### OBJECTIVE:
Return exactly the span of lines that opens with the line containing "[pin] cow's nostril" and closes with the last line of the data, inclusive.

Some records

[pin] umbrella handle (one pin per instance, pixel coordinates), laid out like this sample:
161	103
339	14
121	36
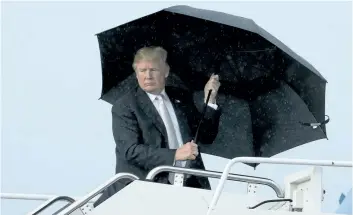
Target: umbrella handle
188	162
316	124
202	115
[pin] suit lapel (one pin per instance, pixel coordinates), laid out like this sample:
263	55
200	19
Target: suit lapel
145	103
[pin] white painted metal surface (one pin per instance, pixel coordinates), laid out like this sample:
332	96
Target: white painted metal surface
148	198
303	189
269	161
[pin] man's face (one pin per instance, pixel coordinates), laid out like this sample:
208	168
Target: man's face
151	75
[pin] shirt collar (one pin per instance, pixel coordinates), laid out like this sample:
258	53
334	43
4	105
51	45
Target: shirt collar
154	96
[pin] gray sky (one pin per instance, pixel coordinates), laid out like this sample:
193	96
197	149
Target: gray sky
56	134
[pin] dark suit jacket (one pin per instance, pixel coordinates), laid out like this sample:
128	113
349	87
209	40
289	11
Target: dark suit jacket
141	137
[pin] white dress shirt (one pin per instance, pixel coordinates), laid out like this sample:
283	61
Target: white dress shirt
173	117
171	111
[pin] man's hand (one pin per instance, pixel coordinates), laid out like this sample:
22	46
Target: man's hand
188	151
212	84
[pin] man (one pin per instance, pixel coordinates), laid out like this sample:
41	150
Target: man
154	125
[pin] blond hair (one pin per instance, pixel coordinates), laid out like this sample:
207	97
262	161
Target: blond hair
151	53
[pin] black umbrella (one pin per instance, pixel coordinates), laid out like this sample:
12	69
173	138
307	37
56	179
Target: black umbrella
272	100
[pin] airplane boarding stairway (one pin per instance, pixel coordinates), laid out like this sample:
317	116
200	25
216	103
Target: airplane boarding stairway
303	193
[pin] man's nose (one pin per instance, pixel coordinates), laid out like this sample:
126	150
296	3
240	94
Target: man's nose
148	73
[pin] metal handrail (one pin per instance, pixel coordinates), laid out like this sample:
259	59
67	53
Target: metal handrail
76	205
50	202
269	161
214	174
33	197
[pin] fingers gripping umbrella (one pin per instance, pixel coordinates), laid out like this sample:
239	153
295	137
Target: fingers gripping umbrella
271	99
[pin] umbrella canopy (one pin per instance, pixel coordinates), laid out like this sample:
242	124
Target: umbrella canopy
272	99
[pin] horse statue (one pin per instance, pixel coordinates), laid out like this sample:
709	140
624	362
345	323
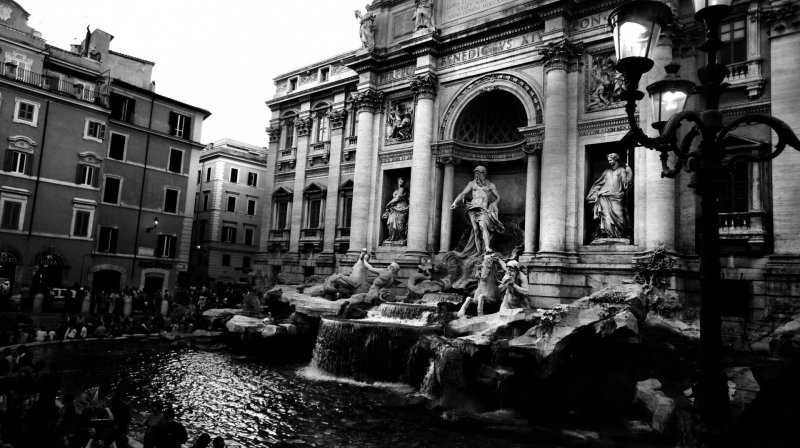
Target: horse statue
487	291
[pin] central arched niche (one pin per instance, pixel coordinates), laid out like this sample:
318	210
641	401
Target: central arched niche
491	121
491	118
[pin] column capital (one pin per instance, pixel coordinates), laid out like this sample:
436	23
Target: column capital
448	160
303	126
336	118
424	86
370	100
561	55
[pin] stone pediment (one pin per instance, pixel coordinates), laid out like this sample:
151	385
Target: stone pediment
21	143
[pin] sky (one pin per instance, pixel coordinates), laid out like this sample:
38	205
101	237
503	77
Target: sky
221	56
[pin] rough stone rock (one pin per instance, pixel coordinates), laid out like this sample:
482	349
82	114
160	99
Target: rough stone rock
479	324
650	397
742	389
243	324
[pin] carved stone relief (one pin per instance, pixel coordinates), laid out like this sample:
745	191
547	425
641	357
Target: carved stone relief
603	83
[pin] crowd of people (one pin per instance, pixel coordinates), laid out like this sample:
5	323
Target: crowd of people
119	313
35	412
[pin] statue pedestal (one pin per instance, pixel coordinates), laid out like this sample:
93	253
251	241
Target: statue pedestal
611	242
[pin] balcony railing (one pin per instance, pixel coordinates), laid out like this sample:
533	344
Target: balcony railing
747	226
53	84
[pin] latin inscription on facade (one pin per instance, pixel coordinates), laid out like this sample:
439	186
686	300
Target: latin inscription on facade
488	50
459	9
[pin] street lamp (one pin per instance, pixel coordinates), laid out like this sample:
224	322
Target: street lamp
707	162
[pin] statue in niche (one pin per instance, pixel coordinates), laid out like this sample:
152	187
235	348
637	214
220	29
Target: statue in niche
398	123
396	215
423	15
608	195
367	29
605	84
481	212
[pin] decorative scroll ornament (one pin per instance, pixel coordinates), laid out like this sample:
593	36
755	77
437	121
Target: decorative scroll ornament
560	55
336	118
303	126
370	100
424	86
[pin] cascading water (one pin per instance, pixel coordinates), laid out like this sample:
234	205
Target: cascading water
367	351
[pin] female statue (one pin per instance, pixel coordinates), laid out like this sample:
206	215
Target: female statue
396	215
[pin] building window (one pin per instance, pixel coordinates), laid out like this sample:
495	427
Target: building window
111	190
252	179
314	213
12	214
734	196
82	222
229	233
249	235
117	145
165	247
94	130
171	200
179	125
735	35
175	161
26	112
289	132
200	231
86	175
322	128
122	107
18	162
107	240
281	215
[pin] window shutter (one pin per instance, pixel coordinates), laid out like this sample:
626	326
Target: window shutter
129	111
29	164
9	160
160	245
80	174
187	128
112	241
173	123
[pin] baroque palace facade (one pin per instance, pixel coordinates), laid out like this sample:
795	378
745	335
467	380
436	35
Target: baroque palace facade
526	89
95	165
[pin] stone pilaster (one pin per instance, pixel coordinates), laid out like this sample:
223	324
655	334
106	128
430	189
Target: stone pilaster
659	206
784	21
424	87
448	194
367	102
303	132
337	119
557	59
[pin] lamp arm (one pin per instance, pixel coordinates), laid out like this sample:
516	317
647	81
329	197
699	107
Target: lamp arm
786	136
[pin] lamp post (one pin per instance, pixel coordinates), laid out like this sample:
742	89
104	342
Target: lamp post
636	26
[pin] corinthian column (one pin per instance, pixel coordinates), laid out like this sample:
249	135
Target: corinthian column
420	196
552	237
447	199
367	101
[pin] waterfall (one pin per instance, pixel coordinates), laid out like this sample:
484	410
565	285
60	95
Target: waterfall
367	351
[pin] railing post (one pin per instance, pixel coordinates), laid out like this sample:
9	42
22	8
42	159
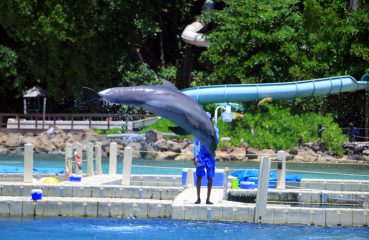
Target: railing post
189	178
68	160
28	163
90	159
281	170
262	193
80	152
127	166
98	159
225	184
113	158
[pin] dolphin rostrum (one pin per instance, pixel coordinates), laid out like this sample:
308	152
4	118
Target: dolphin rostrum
166	101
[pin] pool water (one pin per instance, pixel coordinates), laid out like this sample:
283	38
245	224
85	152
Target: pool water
167	167
105	228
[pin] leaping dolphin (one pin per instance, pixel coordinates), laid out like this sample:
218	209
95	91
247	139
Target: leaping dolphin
166	101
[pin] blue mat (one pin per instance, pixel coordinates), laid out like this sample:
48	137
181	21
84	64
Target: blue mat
13	169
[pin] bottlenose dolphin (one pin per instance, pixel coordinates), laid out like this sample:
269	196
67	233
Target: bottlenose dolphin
166	101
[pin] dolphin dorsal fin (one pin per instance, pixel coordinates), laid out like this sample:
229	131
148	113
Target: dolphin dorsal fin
169	85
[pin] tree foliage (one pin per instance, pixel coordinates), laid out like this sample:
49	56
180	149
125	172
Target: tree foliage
277	128
287	40
64	45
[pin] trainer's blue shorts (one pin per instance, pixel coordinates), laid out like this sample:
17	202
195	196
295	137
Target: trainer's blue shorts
206	161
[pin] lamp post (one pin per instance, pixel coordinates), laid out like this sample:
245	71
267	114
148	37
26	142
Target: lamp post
226	115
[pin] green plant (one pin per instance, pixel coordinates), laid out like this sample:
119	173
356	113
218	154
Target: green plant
275	127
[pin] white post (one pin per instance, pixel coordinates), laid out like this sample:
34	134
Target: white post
225	184
90	159
127	166
43	113
24	106
98	159
281	170
79	151
262	193
68	161
113	159
28	163
189	178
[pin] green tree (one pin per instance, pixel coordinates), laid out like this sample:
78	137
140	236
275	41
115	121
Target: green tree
64	45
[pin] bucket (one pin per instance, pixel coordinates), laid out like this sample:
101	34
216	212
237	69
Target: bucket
36	194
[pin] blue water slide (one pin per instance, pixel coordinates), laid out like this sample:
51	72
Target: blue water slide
277	91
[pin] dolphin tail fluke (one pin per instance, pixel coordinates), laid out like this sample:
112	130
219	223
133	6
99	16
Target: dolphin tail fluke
89	95
179	130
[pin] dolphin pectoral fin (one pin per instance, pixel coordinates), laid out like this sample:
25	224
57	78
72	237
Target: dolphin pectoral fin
179	130
192	121
89	95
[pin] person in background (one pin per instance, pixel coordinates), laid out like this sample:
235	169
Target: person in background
204	161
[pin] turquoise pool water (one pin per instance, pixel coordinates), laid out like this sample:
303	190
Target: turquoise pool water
306	170
104	228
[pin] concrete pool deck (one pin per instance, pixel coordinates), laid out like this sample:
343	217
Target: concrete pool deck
158	196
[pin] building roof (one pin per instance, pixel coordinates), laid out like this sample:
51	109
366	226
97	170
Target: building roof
35	92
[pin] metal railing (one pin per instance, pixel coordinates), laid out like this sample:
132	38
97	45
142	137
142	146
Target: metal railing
11	121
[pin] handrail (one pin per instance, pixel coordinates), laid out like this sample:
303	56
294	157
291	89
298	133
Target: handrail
35	121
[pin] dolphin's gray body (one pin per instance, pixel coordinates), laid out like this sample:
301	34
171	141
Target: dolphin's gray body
166	101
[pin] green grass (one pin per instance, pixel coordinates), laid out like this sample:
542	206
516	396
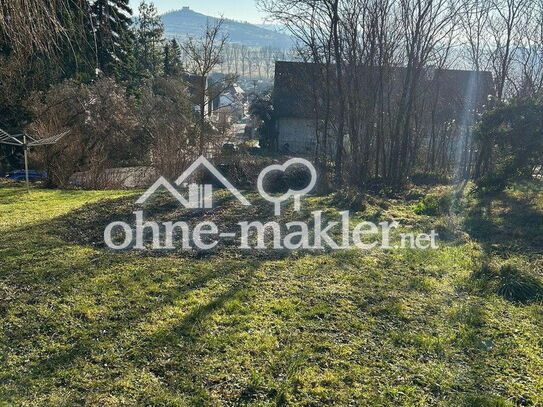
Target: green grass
80	325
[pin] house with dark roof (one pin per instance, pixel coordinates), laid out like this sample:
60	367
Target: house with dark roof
304	92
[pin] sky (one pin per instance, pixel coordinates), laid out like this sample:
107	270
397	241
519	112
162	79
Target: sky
243	10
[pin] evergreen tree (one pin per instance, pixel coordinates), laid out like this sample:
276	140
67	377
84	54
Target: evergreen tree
111	21
149	33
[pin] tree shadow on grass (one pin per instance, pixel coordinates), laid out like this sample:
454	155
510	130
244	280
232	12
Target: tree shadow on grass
506	224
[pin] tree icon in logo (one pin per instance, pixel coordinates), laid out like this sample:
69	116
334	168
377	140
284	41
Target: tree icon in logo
296	194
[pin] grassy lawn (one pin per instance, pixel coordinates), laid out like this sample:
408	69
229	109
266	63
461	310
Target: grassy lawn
81	325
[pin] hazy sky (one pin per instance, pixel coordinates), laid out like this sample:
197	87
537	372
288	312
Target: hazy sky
244	10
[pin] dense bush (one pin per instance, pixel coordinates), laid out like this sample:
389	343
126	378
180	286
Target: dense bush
512	281
433	205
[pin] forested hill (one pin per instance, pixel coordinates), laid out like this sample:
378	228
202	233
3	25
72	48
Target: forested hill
185	22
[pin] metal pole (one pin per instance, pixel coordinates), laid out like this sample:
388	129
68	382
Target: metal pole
25	148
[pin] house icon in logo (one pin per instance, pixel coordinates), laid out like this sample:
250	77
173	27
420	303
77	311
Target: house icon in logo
199	196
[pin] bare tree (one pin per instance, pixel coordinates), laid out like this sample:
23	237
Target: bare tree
203	55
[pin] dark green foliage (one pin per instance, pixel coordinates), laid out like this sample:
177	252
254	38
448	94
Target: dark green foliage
511	145
111	21
510	281
433	205
149	33
429	178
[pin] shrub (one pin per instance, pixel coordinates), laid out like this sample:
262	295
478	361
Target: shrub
429	178
433	205
511	281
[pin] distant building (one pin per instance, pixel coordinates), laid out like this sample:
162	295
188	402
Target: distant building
300	107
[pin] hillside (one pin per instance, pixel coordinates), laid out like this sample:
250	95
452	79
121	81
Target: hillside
82	325
185	22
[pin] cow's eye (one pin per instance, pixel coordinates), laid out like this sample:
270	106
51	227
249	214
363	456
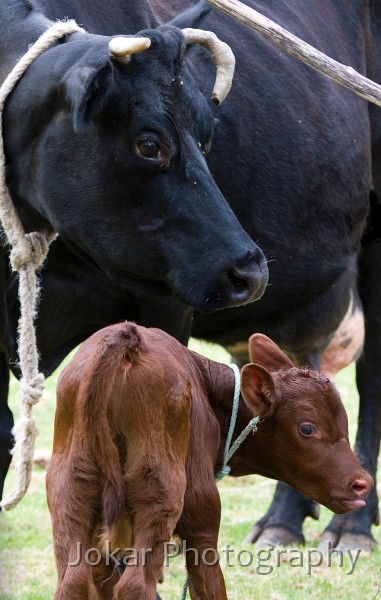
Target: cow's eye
147	147
307	429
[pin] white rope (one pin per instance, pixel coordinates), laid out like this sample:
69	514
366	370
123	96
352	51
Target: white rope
28	252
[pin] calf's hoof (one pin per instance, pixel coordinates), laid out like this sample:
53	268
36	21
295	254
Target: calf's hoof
347	542
264	537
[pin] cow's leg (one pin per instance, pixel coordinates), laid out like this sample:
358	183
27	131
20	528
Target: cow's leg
354	529
283	522
198	529
6	423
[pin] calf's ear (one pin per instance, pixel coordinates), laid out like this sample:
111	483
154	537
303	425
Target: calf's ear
266	353
258	390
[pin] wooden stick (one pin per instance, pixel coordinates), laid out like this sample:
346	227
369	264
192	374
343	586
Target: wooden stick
280	37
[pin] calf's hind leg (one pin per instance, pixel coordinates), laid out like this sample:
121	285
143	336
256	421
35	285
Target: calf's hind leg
198	527
73	521
152	527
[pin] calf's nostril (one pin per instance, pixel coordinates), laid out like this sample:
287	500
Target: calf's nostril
360	486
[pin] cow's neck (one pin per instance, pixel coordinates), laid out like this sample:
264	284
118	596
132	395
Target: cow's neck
19	27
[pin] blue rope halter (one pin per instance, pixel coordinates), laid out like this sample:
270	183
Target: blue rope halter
229	447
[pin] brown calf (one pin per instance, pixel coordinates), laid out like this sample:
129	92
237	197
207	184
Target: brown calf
139	435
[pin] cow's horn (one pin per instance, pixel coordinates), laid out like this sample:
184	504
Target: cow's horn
120	48
223	58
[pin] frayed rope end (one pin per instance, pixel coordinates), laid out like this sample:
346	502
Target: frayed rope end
26	433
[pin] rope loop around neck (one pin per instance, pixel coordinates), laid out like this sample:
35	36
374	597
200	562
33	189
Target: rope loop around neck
230	448
27	253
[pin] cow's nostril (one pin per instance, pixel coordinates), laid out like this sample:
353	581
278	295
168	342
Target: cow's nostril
237	279
360	486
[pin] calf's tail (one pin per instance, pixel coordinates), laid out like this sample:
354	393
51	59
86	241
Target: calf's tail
105	383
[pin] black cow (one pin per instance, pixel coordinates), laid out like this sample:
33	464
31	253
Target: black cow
110	154
292	153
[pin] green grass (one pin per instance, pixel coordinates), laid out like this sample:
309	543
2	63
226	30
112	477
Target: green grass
27	570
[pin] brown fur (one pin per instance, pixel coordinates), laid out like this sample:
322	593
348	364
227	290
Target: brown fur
140	429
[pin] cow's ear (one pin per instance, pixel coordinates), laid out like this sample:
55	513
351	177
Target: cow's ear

### EXPECTED OUTPUT:
[pin] cow's nostril (one pin per instance, pixel coordinates), laid out like this sample:
353	581
278	295
168	342
Target: cow's nostril
237	279
360	486
[pin] calf's tail (one pin per instance, pixel coordinates), laid out like this sample:
354	393
51	59
86	241
Target: calf's tail
105	383
[pin] black cow (one pin per instance, pixel coordinates), laid out like this sample:
33	464
31	253
Target: black cow
110	154
292	153
[pin] green grass (one pin per instance, pixel coordinates), laid out like this sample:
309	543
2	63
226	30
112	477
Target: green grass
27	570
[pin] brown fur (one pin per instance, pixel coordinates), laid out like this sample:
322	593
348	364
227	290
Target: brown fur
140	429
[pin] cow's ear (one pin per instance, pixel coordinates), laid out like this sample:
55	513
351	177
Target: cow's ear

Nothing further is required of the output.